Set problem
From the line that includes "example: [19, 323]" to the last line of the data, quote each line precisely; both boundary lines belong in the answer.

--- start of Data rows ---

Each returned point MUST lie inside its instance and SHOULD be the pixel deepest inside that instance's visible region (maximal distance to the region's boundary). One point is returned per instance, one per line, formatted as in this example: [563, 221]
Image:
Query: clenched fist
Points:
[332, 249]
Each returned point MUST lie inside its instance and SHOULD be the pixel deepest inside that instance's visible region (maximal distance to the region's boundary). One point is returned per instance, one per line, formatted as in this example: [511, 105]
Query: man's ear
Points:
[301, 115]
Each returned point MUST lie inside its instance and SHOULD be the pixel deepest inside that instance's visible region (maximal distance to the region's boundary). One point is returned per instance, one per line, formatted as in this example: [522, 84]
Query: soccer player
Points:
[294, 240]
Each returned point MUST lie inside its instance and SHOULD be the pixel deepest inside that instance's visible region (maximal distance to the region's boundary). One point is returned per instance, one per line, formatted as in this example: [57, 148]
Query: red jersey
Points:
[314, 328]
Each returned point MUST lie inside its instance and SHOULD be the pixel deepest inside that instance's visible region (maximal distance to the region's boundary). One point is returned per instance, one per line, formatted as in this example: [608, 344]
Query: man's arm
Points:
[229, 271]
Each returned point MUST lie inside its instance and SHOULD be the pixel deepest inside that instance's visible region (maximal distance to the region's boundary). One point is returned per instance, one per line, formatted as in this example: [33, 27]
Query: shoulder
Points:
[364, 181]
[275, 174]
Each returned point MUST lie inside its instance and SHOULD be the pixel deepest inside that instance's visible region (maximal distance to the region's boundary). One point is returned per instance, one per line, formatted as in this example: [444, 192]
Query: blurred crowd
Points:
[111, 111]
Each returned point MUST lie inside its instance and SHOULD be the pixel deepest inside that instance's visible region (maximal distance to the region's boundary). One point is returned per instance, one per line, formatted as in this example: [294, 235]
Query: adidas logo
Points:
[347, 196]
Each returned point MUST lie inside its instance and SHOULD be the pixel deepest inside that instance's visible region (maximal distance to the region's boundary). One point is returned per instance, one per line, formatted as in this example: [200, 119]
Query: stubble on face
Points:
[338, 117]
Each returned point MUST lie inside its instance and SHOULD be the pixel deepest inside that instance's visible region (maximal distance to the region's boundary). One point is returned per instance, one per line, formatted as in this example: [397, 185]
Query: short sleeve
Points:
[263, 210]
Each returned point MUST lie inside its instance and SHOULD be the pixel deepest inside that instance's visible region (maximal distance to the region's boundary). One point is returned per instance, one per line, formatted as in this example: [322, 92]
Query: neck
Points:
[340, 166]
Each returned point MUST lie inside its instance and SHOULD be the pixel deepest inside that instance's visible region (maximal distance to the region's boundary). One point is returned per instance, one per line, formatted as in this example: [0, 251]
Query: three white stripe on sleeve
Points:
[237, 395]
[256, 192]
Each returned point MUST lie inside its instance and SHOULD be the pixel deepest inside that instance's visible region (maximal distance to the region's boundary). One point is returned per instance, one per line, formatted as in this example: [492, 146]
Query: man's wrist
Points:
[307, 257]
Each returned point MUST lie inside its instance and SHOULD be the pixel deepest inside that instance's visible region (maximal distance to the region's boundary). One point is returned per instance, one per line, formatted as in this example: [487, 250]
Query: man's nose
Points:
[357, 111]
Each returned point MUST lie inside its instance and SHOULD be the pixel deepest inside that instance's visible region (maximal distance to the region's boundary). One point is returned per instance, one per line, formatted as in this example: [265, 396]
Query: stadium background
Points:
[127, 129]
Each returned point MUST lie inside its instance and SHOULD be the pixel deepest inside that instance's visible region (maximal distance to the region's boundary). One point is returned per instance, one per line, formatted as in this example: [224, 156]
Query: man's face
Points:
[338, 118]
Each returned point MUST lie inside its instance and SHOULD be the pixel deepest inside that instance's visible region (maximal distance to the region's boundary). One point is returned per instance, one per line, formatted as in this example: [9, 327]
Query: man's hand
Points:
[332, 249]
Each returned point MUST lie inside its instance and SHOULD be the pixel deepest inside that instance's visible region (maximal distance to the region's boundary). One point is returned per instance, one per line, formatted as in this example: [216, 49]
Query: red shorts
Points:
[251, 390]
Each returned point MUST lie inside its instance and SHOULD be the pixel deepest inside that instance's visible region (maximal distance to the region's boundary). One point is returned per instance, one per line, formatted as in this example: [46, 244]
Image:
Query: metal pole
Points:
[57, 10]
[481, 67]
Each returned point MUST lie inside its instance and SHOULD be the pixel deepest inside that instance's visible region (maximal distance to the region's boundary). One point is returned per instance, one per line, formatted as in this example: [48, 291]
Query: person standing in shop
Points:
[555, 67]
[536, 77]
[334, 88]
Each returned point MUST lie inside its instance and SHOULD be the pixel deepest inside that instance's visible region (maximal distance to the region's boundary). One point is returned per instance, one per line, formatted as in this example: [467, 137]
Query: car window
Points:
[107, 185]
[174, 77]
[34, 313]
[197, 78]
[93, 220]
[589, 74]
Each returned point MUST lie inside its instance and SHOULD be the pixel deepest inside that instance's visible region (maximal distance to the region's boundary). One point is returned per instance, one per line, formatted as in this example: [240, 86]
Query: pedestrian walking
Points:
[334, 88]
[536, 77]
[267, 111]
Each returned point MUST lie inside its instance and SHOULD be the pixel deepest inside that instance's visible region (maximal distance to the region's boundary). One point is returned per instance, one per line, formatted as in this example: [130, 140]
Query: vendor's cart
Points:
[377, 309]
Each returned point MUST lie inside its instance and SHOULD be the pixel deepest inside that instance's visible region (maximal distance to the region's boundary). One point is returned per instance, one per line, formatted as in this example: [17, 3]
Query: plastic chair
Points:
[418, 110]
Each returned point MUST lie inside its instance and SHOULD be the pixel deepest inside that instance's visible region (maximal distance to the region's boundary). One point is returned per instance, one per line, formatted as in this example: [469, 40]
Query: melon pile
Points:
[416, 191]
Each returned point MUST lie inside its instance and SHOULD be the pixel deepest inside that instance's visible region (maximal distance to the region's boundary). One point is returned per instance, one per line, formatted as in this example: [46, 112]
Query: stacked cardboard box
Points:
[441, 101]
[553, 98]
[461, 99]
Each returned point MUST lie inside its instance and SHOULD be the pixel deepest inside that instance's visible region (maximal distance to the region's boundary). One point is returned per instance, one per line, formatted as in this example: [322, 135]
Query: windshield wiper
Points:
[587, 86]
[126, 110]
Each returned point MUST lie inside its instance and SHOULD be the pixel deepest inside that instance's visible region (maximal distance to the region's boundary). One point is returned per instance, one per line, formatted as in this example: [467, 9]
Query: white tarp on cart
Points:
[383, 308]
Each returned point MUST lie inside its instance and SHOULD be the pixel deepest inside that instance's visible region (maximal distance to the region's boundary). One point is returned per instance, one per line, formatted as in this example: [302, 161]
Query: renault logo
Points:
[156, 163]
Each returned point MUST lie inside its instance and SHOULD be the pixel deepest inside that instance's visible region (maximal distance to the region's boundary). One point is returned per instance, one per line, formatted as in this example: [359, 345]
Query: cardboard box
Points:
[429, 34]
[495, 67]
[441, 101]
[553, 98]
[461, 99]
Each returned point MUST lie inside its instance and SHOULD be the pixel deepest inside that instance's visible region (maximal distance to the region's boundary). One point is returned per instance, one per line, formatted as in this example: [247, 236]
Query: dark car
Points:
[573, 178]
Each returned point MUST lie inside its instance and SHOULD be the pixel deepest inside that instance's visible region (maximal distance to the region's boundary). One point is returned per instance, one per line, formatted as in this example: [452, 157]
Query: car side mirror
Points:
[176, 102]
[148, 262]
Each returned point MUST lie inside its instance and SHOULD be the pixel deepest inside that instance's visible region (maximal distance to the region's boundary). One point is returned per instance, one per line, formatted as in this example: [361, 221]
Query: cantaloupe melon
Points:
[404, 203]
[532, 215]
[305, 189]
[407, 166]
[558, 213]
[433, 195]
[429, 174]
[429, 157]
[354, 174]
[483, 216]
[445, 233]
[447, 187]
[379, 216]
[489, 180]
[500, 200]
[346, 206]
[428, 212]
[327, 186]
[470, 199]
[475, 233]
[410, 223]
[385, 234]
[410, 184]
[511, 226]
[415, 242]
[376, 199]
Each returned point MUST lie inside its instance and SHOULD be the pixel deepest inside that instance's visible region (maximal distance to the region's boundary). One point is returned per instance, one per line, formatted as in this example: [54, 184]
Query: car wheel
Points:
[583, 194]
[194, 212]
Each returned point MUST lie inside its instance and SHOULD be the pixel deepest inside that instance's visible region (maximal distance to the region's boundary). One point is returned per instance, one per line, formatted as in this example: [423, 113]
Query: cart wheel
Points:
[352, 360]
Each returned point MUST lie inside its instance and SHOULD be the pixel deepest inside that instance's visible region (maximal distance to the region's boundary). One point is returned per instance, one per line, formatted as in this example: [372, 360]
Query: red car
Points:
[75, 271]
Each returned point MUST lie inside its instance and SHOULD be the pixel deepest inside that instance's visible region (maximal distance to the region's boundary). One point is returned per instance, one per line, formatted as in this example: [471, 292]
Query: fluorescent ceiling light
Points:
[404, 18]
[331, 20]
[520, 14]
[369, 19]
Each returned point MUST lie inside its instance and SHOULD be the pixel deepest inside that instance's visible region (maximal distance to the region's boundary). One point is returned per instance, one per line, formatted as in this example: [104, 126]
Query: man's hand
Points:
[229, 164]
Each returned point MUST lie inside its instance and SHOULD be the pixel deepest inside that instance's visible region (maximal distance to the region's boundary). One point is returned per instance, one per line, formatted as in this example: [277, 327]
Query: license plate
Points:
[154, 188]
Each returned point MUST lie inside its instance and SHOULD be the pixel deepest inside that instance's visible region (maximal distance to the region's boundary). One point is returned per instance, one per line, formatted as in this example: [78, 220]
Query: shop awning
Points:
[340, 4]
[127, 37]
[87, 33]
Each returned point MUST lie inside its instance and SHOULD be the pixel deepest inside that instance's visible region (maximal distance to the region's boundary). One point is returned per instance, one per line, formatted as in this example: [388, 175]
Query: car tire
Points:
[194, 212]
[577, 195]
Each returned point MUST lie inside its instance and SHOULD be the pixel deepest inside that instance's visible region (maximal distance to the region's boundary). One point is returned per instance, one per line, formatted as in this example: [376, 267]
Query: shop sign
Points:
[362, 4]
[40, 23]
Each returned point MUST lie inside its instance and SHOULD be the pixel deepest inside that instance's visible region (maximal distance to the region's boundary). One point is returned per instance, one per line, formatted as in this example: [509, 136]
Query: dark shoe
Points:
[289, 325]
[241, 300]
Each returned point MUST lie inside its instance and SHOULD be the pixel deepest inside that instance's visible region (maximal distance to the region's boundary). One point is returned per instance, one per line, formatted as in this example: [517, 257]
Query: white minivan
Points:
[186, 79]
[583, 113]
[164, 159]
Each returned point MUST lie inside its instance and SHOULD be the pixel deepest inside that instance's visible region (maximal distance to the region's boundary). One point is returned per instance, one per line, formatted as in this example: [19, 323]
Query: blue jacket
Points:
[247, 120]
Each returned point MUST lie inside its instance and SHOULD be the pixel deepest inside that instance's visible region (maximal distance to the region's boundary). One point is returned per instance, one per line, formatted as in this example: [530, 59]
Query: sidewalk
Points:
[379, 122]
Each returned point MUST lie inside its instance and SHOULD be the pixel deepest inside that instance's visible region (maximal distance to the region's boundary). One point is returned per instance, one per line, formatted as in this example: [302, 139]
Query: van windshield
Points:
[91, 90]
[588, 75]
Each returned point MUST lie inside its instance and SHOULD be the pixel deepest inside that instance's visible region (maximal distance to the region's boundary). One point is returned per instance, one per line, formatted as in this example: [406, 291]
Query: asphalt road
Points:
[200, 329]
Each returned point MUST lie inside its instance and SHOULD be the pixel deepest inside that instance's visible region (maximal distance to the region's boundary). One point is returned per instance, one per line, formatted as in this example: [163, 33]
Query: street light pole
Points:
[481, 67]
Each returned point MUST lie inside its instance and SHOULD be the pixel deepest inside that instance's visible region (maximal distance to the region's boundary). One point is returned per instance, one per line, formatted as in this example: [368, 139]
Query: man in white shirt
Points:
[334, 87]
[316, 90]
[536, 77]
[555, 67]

--- end of Data rows ---

Complete output
Each returned point MUST lie inside its instance and SHOULD be the pixel deepest inside that instance's visible region (maximal distance to the region's boundary). One point is returned per instance, one per line, formatted as in this example: [19, 323]
Query: blue jacket
Points:
[247, 120]
Each returned point MUST lie inside its instance and SHOULD be the pixel deepest inside that instance's visible region (maximal distance to the region's boundary). One point is returned per instance, one per line, formatted as in this example: [530, 59]
Query: sidewalk
Points:
[379, 122]
Each returned point MUST lie inside its instance and SHOULD be the pixel deepest inside that instance's visible region (maximal distance to the region's boundary). One point is returned per instance, one per line, formatted as in this example: [302, 139]
Query: van windshield
Points:
[91, 90]
[588, 75]
Each returned point MUST lie inside its instance and SHOULD be the pixel deepest inside that instance's visible region (maximal distance to the region's boundary). One point is returned per instance, one per line, formatted as in this example: [406, 291]
Query: asphalt road
Points:
[200, 329]
Each returned point MUST lie inside its instance and SHOULD be the pixel deepest inside that instance's visible region (maximal distance to the region's boundary). One point is returned per instance, one per line, formatted as in this example: [163, 33]
Query: street light pole
Points:
[481, 67]
Each returned point MUST lie inside its instance and SHOULD be the pixel deepest inside that instance's visible region (maximal distance to the region's boundary). One point is returned per instance, one per line, formatted as in this example: [368, 139]
Query: man in white shirt
Points:
[334, 87]
[316, 90]
[536, 77]
[555, 67]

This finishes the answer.